++++ Data to use ++++

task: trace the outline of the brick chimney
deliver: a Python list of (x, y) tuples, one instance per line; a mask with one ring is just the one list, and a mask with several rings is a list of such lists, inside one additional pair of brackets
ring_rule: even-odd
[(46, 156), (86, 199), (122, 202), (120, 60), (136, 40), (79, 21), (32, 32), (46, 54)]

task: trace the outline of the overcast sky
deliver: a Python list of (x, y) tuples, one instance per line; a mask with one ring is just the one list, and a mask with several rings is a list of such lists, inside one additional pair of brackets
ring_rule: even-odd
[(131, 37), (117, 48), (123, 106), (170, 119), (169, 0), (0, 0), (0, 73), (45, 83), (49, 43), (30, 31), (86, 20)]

++++
++++ Data to use ++++

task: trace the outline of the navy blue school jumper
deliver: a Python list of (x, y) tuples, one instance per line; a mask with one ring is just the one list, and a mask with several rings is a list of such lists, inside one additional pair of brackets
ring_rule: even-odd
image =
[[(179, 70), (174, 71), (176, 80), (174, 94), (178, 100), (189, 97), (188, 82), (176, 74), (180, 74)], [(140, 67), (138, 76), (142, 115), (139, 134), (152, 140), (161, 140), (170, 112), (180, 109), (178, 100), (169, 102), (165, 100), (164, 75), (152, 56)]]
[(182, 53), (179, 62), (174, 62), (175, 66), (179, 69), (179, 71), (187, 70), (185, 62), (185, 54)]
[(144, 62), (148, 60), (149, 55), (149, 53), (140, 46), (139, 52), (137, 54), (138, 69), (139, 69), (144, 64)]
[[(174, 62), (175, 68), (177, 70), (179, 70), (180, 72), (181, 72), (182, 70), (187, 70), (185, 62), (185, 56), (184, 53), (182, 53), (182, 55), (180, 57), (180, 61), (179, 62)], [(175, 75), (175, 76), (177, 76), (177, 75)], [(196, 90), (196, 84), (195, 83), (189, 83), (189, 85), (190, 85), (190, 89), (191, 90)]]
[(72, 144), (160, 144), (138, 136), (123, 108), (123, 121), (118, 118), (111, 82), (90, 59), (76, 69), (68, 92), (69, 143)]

++++

Stated goal | Switch "jumper" to "sweater" in the part that opens with the line containing "task: trace the outline of the navy" and closes with the line containing "92), (69, 143)]", and return only those lines with nothing else changed.

Final answer |
task: trace the outline of the navy blue school sweater
deliver: a Python list of (x, y) tuples, one instance per line; a mask with one ring is just the one list, and a mask with several rings is a list of such lists, inside one additional pair of brackets
ring_rule: even-odd
image =
[[(179, 70), (174, 71), (176, 80), (174, 94), (178, 100), (189, 97), (188, 82), (176, 74), (180, 74)], [(140, 67), (138, 76), (142, 115), (139, 134), (152, 140), (161, 140), (170, 112), (180, 109), (178, 100), (169, 102), (165, 100), (164, 75), (152, 56)]]
[(182, 53), (179, 62), (174, 62), (175, 66), (179, 69), (179, 71), (187, 70), (185, 62), (185, 54)]
[(144, 62), (148, 60), (149, 55), (149, 53), (140, 46), (139, 52), (137, 54), (138, 69), (139, 69), (144, 64)]
[[(174, 62), (175, 68), (177, 70), (179, 70), (180, 72), (181, 72), (182, 70), (187, 70), (185, 62), (185, 56), (184, 53), (182, 53), (182, 55), (180, 57), (180, 61), (179, 62)], [(175, 75), (175, 76), (177, 76), (177, 75)], [(196, 90), (196, 84), (195, 83), (189, 83), (189, 85), (190, 85), (190, 89), (191, 90)]]
[(72, 144), (160, 144), (138, 136), (123, 108), (123, 121), (118, 118), (111, 82), (90, 59), (76, 69), (68, 92), (69, 143)]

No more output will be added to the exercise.